- _SET TASK_
Reproduce the full news article on Aung San Suu Kyi and ethnic cleansing in Myanmar word for word, from its tags line through its final quotation.

- _PAGE TEXT_
-=-=-
Tags: aung san suu kyi | ethnic | cleansing | myanmar

Aung San Suu Kyi: Ethnic Cleansing Not What She Sees Happening in Myanmar

Image: Aung San Suu Kyi: Ethnic Cleansing Not What She Sees Happening in Myanmar

Aung San Suu Kyi  (AUNG HTET/AFP/Getty Images)

By    |   Friday, 07 Apr 2017 05:45 AM

Aung San Suu Kyi denied ethnic cleansing was taking place in Myanmar against the minority Rohingya Muslim population, calling the term "too strong" for what is happening there, reported the BBC News.

Suu Kyi, the de facto leader of Myanmar and a Nobel Peace Prize winner, said in an exclusive interview that the country would welcome any Rohingya while acknowledging challenges with them in the Rakhine state, where most live.

"I don't think there is ethnic cleansing going on," said Suu Kyi. "I think ethnic cleansing is too strong an expression to use for what is happening. I think there is a lot of hostility there – it is Muslims killing Muslims as well, if they think they are cooperating with the authorities."
-=-=-
- _RAW RECORDS_

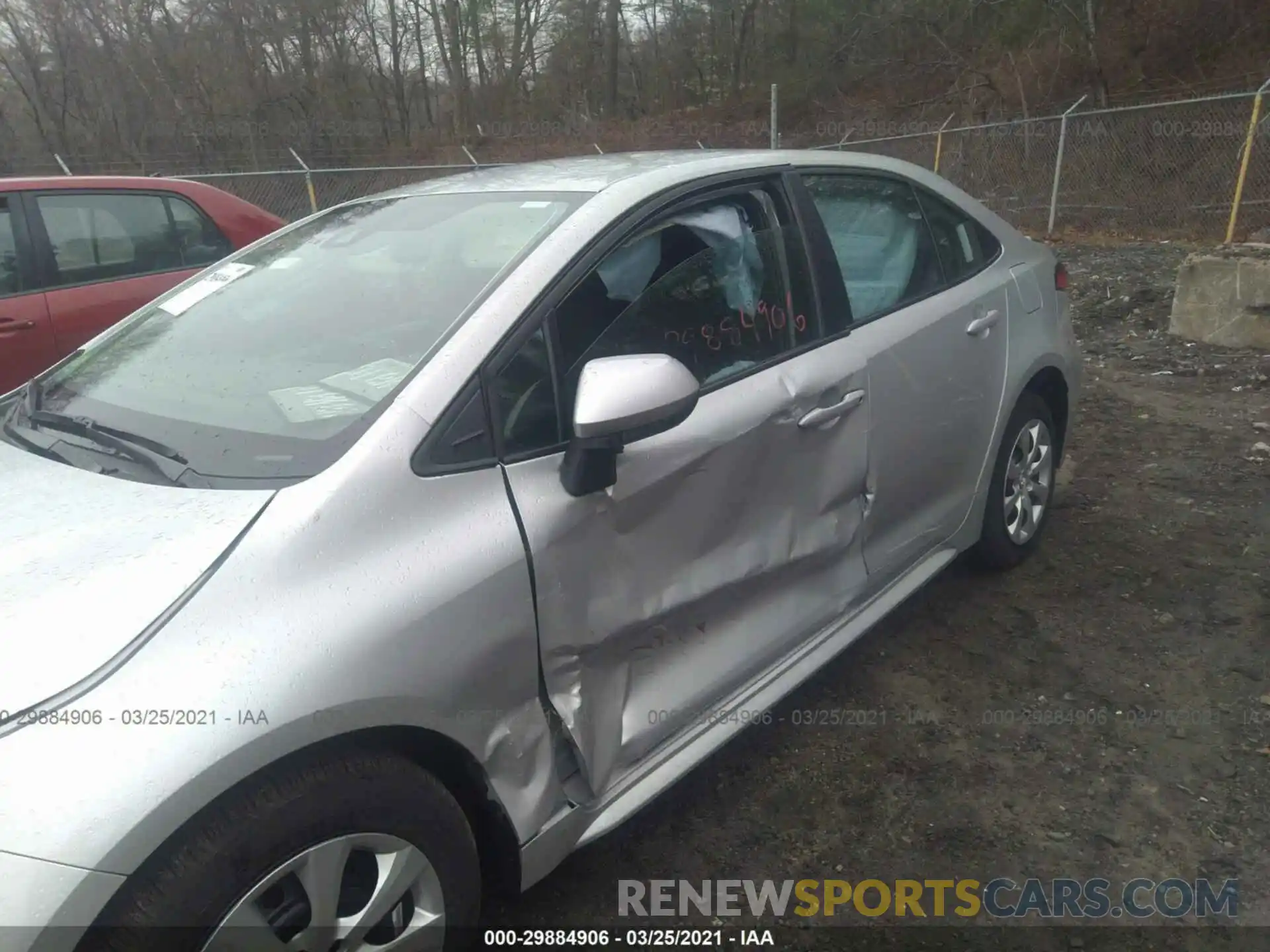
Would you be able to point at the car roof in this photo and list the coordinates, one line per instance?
(639, 175)
(56, 182)
(596, 173)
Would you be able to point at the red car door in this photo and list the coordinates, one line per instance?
(27, 344)
(106, 255)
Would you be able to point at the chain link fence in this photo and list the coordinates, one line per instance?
(294, 193)
(1161, 171)
(1167, 169)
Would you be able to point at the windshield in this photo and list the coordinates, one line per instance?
(270, 365)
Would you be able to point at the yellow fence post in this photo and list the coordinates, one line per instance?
(939, 143)
(309, 179)
(1245, 163)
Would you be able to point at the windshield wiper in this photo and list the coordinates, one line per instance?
(48, 452)
(120, 441)
(54, 419)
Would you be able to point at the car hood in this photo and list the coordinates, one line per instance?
(88, 561)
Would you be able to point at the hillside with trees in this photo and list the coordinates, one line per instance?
(232, 84)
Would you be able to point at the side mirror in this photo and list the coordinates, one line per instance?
(621, 400)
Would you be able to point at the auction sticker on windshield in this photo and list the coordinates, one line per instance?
(371, 381)
(178, 303)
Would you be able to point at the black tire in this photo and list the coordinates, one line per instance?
(181, 895)
(995, 549)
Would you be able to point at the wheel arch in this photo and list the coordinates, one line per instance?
(458, 770)
(1050, 385)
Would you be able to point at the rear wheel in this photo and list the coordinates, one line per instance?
(1021, 488)
(356, 853)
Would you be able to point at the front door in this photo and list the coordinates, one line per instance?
(26, 333)
(727, 541)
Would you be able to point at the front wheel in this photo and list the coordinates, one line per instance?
(359, 852)
(1021, 488)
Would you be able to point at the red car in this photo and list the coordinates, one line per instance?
(79, 253)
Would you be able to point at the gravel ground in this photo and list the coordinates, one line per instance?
(1148, 601)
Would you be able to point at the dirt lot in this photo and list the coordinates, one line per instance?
(1148, 606)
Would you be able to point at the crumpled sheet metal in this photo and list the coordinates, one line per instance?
(726, 542)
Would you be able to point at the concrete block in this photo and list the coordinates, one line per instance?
(1223, 298)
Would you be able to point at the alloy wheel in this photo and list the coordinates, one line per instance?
(1029, 481)
(361, 892)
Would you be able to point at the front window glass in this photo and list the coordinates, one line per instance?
(272, 364)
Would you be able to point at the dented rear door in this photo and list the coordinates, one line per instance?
(726, 543)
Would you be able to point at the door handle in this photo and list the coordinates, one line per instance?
(825, 414)
(981, 324)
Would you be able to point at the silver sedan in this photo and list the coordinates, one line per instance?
(431, 537)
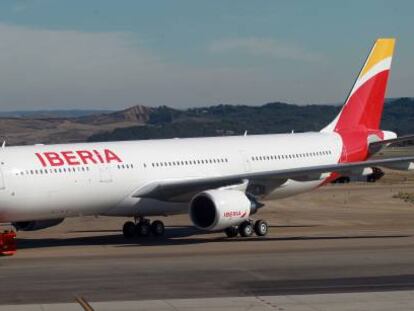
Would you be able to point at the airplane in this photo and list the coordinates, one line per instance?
(219, 181)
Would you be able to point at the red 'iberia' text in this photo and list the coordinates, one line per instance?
(78, 157)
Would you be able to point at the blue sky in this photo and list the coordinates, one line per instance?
(114, 54)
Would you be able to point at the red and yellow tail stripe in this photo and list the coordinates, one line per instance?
(364, 105)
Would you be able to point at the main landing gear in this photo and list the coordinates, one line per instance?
(247, 228)
(143, 228)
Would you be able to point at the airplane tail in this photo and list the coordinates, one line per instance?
(364, 105)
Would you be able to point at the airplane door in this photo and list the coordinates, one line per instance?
(2, 184)
(105, 174)
(246, 161)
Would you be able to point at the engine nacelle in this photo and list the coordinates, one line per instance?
(215, 210)
(36, 224)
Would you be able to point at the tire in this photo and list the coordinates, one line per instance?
(129, 230)
(157, 228)
(246, 229)
(261, 228)
(143, 229)
(231, 232)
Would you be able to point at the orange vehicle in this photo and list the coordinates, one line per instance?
(7, 243)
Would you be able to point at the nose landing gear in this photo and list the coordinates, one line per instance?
(143, 228)
(247, 228)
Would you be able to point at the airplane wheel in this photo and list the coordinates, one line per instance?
(129, 230)
(231, 232)
(246, 229)
(143, 229)
(157, 228)
(261, 228)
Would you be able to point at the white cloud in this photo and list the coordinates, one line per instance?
(264, 47)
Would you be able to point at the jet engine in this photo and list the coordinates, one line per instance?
(216, 210)
(36, 224)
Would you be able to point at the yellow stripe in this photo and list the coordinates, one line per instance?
(383, 48)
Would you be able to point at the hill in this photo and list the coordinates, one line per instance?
(165, 122)
(38, 128)
(140, 122)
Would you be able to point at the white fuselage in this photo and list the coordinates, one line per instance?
(69, 183)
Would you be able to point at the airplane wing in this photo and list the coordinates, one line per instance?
(182, 190)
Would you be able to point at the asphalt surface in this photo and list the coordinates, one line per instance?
(341, 247)
(321, 265)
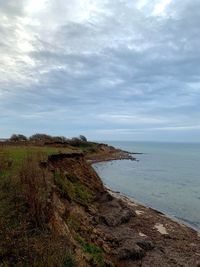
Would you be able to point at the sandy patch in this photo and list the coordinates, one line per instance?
(142, 235)
(161, 229)
(139, 212)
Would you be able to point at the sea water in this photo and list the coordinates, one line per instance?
(165, 177)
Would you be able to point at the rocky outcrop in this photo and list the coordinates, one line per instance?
(106, 229)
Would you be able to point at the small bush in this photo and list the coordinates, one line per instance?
(74, 191)
(95, 252)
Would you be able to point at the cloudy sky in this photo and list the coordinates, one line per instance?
(121, 70)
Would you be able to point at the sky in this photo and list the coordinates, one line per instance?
(110, 70)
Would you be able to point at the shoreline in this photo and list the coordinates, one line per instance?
(132, 201)
(125, 155)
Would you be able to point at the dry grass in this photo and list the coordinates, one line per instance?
(25, 209)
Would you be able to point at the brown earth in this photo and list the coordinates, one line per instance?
(127, 233)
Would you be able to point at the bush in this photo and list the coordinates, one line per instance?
(18, 138)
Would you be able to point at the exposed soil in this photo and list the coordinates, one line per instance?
(128, 233)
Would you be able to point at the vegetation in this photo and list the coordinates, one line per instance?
(95, 252)
(25, 239)
(72, 189)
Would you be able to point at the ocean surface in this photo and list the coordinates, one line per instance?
(166, 177)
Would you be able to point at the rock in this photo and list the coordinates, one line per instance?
(130, 250)
(115, 214)
(145, 244)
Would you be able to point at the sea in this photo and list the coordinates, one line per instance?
(166, 177)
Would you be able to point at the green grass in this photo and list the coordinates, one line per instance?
(95, 252)
(76, 191)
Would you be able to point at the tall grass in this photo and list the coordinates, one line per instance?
(25, 209)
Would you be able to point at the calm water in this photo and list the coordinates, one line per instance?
(166, 177)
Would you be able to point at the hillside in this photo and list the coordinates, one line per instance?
(55, 211)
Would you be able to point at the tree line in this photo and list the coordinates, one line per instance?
(38, 137)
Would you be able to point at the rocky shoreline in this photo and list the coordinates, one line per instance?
(128, 233)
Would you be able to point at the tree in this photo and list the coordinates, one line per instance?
(41, 137)
(18, 138)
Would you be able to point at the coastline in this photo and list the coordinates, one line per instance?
(130, 201)
(125, 155)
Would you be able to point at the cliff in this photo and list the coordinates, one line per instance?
(64, 216)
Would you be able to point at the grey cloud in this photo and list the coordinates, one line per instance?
(115, 61)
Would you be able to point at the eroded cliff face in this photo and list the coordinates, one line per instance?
(104, 229)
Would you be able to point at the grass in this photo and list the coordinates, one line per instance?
(74, 191)
(95, 252)
(25, 239)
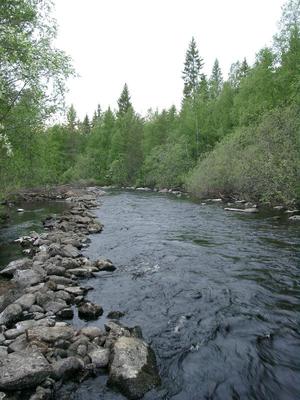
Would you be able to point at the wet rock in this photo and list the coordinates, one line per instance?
(55, 270)
(65, 313)
(23, 370)
(3, 351)
(51, 334)
(55, 306)
(133, 370)
(81, 272)
(295, 218)
(74, 290)
(69, 251)
(26, 301)
(41, 393)
(115, 314)
(91, 332)
(29, 277)
(104, 265)
(13, 266)
(11, 314)
(89, 311)
(66, 368)
(99, 357)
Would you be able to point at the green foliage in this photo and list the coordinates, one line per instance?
(191, 72)
(259, 162)
(166, 165)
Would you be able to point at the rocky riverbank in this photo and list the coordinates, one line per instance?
(39, 350)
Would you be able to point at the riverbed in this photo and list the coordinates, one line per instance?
(216, 294)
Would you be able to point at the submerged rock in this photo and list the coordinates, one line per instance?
(133, 370)
(90, 311)
(23, 370)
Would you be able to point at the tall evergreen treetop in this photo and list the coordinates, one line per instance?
(124, 103)
(216, 80)
(191, 72)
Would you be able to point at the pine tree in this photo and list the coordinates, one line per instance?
(72, 118)
(85, 126)
(124, 103)
(191, 72)
(216, 81)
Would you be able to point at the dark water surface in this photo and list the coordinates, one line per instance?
(217, 295)
(22, 223)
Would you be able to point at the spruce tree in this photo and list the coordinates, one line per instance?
(216, 81)
(191, 72)
(124, 103)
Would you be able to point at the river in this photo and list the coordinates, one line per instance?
(217, 295)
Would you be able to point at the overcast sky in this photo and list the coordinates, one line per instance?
(143, 43)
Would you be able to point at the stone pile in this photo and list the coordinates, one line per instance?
(39, 350)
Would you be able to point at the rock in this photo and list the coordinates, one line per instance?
(23, 370)
(133, 370)
(11, 314)
(89, 311)
(3, 351)
(66, 368)
(29, 277)
(26, 301)
(115, 314)
(295, 218)
(75, 290)
(55, 306)
(55, 270)
(51, 334)
(13, 266)
(99, 357)
(91, 332)
(65, 313)
(69, 251)
(81, 272)
(104, 265)
(61, 280)
(242, 210)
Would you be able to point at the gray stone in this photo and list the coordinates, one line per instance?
(104, 265)
(133, 370)
(11, 314)
(26, 301)
(100, 357)
(51, 334)
(23, 370)
(66, 368)
(91, 331)
(295, 218)
(89, 311)
(13, 266)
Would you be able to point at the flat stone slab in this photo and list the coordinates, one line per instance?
(133, 369)
(23, 370)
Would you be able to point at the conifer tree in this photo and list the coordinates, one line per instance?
(216, 81)
(191, 72)
(124, 103)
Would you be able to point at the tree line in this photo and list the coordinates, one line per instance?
(238, 136)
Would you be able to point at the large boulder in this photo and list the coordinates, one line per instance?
(133, 370)
(51, 334)
(11, 314)
(23, 370)
(13, 266)
(89, 311)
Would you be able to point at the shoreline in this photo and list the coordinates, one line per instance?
(39, 350)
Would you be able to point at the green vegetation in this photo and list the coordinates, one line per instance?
(238, 136)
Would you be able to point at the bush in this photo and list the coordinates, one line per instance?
(260, 162)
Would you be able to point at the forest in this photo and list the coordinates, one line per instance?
(238, 136)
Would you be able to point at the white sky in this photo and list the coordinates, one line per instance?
(143, 43)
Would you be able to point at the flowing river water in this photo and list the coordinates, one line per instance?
-=-=-
- _EXPECTED ANSWER_
Tags: aung san suu kyi | ethnic | cleansing | myanmar

Aung San Suu Kyi: Ethnic Cleansing Not What She Sees Happening in Myanmar

Image: Aung San Suu Kyi: Ethnic Cleansing Not What She Sees Happening in Myanmar

Aung San Suu Kyi  (AUNG HTET/AFP/Getty Images)

By    |   Friday, 07 Apr 2017 05:45 AM

Aung San Suu Kyi denied ethnic cleansing was taking place in Myanmar against the minority Rohingya Muslim population, calling the term "too strong" for what is happening there, reported the BBC News.

Suu Kyi, the de facto leader of Myanmar and a Nobel Peace Prize winner, said in an exclusive interview that the country would welcome any Rohingya while acknowledging challenges with them in the Rakhine state, where most live.

"I don't think there is ethnic cleansing going on," said Suu Kyi. "I think ethnic cleansing is too strong an expression to use for what is happening. I think there is a lot of hostility there – it is Muslims killing Muslims as well, if they think they are cooperating with the authorities."